◆ **What needs to be done**: From the entries below, pull out every line that contains the word "grass".

◆ **Data provided**:
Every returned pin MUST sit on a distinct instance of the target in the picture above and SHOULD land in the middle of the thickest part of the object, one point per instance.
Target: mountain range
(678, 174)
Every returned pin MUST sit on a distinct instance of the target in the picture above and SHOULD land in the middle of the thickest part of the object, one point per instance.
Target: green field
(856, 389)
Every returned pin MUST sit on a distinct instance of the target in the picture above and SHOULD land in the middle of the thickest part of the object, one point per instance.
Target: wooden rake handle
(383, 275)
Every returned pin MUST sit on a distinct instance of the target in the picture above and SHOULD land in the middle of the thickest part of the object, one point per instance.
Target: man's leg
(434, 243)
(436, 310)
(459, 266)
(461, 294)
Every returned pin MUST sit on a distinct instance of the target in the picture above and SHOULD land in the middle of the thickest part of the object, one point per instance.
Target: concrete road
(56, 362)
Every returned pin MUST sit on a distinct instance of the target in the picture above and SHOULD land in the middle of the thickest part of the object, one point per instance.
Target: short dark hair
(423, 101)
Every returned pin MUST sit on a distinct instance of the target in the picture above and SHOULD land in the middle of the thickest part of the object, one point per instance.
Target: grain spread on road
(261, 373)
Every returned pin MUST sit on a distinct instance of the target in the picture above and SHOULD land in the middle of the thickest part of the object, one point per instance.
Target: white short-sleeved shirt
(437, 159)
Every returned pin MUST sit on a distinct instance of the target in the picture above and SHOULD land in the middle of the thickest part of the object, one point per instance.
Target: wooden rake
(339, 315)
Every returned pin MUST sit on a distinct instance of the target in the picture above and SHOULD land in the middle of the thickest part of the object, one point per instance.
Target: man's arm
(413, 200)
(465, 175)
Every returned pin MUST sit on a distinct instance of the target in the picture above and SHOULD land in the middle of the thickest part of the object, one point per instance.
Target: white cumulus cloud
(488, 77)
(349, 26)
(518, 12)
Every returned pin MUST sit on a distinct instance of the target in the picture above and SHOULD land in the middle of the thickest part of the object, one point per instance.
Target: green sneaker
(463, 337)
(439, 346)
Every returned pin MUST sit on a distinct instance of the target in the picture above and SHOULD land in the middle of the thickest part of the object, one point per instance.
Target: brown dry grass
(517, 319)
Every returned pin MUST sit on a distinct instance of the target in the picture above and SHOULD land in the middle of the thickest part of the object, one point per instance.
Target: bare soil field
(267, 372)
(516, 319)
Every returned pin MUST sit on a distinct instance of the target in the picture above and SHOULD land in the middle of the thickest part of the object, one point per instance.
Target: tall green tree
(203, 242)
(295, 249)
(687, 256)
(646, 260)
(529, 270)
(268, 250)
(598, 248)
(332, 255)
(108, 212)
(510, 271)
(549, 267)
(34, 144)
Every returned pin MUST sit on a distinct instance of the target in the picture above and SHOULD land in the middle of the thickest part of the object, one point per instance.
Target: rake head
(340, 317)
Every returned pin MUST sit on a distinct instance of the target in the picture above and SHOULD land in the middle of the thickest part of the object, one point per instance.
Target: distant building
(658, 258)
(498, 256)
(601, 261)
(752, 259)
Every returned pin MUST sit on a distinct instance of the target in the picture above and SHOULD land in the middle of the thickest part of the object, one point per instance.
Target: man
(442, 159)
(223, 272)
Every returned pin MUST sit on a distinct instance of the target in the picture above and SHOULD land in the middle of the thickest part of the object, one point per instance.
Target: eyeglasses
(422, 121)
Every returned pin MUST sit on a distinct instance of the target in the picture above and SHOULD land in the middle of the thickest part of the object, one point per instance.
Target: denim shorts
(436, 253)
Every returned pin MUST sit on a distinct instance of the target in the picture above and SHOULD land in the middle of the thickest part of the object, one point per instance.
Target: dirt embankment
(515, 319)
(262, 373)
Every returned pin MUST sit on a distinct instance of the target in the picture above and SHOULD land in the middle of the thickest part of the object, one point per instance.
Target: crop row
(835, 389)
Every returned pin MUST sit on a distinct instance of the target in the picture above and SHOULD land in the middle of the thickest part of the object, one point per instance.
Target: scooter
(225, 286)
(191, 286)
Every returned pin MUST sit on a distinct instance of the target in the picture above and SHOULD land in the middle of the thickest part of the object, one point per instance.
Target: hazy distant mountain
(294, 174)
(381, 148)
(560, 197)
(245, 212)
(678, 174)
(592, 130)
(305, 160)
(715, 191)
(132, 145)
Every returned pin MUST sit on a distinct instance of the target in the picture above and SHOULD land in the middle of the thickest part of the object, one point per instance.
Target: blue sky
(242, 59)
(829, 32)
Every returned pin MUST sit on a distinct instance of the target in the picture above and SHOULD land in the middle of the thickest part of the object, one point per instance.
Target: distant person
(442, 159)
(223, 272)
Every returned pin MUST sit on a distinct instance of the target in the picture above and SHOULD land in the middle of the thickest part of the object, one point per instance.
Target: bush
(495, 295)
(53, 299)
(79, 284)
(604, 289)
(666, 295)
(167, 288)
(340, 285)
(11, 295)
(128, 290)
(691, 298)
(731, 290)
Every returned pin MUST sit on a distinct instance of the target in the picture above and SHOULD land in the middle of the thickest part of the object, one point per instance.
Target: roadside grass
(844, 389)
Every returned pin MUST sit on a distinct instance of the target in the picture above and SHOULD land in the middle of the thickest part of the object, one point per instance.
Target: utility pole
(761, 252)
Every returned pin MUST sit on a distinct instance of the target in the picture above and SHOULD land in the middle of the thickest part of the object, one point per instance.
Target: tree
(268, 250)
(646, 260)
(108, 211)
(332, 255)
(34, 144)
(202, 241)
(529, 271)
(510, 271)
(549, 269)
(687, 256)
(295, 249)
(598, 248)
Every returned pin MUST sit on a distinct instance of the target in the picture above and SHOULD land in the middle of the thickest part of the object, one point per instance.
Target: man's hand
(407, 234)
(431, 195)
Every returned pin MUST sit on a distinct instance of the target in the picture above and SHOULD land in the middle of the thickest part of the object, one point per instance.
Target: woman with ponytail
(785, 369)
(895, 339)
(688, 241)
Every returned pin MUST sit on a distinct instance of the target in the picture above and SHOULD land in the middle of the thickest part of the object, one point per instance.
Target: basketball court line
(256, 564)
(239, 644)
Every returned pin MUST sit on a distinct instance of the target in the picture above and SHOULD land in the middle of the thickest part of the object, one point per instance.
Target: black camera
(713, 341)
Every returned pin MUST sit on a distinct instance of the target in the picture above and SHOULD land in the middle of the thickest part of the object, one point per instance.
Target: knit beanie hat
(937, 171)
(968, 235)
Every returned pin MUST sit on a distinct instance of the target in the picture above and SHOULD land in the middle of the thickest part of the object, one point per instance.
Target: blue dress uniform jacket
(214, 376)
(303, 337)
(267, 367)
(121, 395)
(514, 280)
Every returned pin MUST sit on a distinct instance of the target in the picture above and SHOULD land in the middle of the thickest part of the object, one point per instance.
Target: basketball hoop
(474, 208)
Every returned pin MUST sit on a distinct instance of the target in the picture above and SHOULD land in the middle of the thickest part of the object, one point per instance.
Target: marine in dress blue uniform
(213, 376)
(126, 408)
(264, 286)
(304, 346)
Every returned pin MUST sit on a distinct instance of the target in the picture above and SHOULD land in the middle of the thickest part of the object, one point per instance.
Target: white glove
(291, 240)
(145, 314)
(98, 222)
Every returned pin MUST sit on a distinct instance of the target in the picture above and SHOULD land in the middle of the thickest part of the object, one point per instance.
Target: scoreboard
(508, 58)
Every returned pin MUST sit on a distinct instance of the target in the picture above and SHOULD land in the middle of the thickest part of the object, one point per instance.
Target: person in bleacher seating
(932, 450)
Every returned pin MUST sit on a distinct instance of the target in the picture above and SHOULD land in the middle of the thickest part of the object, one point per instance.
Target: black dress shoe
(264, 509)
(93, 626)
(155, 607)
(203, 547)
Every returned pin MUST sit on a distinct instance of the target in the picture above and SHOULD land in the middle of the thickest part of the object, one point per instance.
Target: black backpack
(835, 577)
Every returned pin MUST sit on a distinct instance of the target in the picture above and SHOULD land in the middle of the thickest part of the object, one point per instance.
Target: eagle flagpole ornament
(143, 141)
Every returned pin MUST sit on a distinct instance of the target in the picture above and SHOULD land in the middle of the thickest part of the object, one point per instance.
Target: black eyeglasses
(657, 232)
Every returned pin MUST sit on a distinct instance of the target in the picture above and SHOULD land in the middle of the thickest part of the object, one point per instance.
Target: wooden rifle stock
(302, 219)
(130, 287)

◆ **Output for this task**:
Target: brown dry grass
Target: roadside grass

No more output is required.